**Goal**: Which lines in the entries below contain the word "suit"? Select each of those lines and copy it out in full.

**Stored records**:
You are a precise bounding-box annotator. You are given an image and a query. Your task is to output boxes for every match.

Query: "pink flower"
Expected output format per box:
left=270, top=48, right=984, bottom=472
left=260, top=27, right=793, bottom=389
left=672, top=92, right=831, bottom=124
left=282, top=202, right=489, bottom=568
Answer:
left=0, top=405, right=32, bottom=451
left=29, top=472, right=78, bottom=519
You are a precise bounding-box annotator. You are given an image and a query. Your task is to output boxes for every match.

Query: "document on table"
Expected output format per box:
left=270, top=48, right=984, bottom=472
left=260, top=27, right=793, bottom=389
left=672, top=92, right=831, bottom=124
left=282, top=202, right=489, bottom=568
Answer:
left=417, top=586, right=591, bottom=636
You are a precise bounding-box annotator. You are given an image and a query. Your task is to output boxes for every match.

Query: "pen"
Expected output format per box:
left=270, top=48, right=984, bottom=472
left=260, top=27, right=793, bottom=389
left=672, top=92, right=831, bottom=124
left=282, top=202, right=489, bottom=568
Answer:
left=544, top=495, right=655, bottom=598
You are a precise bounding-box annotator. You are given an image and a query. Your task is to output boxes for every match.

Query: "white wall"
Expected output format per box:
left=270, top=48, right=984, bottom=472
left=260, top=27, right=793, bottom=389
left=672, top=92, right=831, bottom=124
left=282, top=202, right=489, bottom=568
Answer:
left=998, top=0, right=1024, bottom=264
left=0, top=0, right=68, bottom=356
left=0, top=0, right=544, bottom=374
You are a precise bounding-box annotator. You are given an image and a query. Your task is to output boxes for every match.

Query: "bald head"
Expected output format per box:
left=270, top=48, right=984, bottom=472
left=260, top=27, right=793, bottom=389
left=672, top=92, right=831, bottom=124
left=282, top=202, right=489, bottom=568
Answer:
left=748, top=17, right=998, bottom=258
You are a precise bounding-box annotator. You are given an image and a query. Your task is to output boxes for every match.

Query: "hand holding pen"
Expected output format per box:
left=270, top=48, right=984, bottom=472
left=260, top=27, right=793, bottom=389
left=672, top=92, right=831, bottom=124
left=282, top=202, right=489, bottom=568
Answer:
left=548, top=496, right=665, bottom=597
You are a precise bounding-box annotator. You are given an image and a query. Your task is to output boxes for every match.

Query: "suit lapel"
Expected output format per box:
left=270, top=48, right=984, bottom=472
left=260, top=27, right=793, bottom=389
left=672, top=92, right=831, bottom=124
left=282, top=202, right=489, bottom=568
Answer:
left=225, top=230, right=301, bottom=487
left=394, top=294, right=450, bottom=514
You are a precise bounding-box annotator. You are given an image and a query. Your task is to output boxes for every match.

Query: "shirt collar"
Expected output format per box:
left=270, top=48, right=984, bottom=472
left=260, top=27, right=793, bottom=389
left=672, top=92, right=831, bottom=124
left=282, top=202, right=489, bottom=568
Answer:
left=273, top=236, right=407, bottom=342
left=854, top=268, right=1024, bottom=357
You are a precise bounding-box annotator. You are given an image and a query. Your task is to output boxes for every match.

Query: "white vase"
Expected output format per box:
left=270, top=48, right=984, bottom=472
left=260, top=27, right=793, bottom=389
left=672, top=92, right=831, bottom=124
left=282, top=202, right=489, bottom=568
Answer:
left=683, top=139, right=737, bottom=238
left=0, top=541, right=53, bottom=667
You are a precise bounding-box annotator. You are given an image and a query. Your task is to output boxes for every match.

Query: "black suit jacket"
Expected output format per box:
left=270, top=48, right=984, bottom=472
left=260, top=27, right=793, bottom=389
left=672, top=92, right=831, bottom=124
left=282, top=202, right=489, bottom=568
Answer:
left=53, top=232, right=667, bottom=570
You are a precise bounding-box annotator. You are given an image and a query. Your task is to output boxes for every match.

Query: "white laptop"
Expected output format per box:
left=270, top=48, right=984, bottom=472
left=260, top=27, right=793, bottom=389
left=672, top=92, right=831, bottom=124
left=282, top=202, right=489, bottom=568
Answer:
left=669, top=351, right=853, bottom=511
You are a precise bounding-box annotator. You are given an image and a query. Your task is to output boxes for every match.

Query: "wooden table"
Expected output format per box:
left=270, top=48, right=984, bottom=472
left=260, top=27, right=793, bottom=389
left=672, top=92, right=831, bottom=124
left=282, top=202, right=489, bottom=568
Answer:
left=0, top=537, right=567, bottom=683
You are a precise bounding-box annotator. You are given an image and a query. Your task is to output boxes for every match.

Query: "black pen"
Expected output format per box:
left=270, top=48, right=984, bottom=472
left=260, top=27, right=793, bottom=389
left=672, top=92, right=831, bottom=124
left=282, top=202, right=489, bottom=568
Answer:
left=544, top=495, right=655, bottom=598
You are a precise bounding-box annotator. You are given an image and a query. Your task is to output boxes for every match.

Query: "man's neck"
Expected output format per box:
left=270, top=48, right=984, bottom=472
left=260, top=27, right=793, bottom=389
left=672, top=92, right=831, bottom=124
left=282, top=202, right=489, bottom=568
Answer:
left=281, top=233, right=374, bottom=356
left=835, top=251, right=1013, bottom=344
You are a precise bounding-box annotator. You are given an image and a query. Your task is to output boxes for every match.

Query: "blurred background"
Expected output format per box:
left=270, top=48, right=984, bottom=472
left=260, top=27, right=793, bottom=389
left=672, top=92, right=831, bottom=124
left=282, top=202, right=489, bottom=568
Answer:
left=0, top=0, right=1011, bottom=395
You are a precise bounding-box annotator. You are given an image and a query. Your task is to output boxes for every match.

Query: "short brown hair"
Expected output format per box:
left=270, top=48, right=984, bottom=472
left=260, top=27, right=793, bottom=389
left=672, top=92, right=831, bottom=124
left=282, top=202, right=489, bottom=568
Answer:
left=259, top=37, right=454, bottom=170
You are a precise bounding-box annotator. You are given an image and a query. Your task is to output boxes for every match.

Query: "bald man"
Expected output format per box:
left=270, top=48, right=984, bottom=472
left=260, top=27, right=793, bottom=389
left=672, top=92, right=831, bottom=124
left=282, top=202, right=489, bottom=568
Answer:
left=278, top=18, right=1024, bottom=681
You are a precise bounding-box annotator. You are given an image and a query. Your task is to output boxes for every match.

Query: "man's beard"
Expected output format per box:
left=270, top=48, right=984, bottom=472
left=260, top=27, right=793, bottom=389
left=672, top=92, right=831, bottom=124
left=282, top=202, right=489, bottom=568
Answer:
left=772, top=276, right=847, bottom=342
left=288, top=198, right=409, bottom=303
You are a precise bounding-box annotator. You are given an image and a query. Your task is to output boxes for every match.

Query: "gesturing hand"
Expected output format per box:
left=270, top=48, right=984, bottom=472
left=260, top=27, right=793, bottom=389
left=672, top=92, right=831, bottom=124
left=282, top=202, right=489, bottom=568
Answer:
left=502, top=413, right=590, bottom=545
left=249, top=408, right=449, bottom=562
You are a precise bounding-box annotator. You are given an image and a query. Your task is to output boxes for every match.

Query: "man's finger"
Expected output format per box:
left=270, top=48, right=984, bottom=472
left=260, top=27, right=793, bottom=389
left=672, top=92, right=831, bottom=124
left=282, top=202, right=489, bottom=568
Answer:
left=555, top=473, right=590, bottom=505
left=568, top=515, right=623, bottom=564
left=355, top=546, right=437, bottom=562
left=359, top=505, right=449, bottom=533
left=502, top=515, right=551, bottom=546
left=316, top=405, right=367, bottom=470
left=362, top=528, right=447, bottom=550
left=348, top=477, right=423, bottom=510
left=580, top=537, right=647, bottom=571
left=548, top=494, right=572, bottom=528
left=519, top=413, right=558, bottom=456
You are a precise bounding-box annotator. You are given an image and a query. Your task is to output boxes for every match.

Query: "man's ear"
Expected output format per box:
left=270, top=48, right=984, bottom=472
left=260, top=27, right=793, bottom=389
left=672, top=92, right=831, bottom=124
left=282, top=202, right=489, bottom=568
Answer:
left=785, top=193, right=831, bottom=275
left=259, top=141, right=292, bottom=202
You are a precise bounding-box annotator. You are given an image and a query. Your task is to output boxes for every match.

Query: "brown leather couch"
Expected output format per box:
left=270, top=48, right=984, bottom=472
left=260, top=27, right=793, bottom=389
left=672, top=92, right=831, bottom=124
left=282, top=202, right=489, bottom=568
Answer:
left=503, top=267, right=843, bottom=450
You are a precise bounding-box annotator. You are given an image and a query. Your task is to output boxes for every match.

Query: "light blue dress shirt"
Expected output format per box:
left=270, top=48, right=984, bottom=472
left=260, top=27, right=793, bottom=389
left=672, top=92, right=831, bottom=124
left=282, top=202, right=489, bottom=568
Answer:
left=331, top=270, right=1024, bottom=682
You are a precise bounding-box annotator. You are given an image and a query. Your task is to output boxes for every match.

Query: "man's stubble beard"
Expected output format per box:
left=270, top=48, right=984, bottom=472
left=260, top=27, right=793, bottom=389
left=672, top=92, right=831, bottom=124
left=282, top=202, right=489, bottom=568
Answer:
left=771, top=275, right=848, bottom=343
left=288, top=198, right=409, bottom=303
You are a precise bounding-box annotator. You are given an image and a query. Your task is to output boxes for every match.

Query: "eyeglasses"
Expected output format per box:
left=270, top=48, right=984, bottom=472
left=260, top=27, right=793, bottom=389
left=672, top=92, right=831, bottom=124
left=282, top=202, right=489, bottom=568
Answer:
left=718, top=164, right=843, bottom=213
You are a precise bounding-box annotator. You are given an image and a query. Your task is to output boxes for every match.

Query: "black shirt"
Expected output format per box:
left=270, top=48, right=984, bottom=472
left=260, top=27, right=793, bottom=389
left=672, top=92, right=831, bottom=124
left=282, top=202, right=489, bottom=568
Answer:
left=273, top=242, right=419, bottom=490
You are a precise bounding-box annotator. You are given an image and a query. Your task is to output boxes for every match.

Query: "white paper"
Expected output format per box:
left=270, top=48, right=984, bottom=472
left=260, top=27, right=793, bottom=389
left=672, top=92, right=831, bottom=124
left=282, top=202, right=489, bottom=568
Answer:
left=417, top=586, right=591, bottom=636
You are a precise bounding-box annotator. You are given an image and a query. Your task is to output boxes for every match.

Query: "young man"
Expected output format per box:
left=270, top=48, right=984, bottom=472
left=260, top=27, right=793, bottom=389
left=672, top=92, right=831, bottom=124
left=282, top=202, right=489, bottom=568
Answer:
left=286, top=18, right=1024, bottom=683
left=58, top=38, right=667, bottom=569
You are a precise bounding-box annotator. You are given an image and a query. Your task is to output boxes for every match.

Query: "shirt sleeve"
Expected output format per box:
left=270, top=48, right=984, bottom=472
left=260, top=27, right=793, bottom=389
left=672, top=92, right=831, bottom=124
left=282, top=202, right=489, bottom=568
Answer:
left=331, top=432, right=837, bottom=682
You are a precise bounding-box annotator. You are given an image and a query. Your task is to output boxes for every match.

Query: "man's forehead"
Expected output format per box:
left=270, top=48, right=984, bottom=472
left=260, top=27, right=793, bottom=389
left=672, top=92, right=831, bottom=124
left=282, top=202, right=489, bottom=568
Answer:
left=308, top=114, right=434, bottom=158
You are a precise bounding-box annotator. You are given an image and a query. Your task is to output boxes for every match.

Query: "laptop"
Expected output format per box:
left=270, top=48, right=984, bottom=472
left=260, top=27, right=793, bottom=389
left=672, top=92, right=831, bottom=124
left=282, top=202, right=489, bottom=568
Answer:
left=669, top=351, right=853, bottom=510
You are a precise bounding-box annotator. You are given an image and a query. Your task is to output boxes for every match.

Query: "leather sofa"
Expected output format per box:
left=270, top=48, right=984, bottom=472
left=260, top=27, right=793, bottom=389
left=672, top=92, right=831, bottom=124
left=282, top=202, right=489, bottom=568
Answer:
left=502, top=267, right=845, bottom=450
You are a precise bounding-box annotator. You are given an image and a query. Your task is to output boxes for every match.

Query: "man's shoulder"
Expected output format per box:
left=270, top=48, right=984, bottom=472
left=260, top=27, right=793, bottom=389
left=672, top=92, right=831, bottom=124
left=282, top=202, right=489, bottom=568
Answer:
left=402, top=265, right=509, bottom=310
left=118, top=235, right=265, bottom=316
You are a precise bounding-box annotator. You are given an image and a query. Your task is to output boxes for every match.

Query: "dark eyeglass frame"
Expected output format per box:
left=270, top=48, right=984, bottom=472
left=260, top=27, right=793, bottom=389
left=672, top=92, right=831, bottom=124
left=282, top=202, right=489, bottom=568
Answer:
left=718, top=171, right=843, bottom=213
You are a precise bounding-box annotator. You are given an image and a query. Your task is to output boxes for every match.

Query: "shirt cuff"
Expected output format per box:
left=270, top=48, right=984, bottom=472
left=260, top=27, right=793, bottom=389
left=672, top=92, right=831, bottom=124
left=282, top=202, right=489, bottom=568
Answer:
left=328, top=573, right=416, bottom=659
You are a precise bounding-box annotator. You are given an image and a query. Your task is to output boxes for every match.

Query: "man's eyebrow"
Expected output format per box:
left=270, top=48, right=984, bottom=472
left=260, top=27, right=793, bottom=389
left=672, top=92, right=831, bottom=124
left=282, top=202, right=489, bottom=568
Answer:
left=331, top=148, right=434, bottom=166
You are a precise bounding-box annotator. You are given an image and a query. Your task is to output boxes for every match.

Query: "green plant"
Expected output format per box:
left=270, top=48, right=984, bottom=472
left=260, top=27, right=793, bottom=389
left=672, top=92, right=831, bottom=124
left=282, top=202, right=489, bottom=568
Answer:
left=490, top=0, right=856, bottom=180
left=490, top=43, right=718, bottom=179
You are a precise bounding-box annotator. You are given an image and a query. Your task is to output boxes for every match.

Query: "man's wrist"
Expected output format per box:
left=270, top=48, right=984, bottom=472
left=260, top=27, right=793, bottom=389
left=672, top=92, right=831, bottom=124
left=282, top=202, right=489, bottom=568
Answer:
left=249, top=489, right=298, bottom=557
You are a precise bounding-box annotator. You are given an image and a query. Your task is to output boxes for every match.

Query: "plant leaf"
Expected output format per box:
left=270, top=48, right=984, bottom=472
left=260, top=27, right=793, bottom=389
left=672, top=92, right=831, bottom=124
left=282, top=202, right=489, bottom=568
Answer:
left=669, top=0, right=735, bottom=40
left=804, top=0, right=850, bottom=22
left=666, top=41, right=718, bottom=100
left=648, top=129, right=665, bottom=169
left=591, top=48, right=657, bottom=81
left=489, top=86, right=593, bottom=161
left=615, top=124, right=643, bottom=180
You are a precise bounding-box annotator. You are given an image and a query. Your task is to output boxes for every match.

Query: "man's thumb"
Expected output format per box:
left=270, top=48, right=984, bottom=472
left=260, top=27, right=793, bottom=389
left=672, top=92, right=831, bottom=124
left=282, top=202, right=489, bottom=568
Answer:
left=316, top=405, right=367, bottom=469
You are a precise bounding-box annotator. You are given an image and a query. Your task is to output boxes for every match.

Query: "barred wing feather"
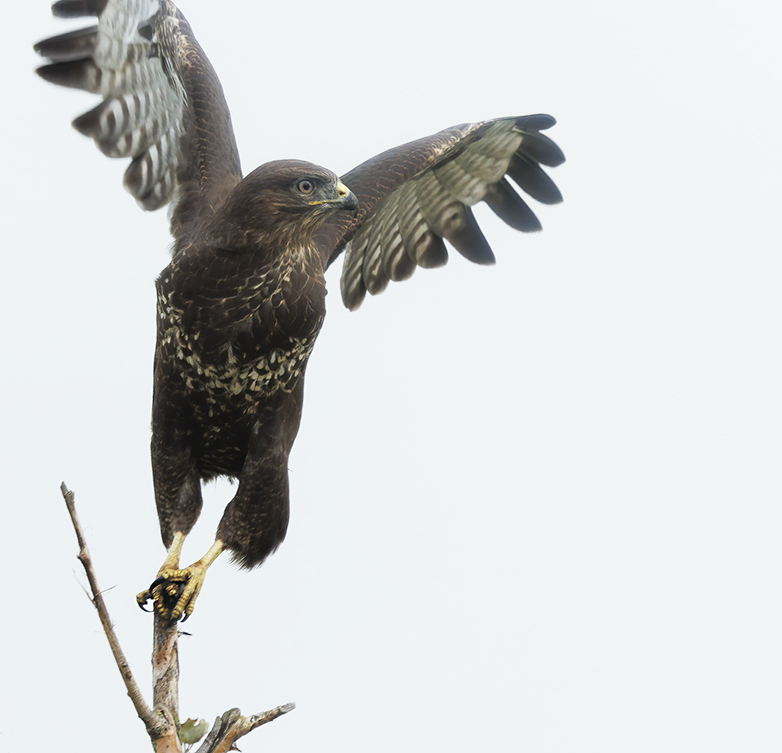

**Written answer**:
Query: "suit lapel"
Query: "black suit jacket"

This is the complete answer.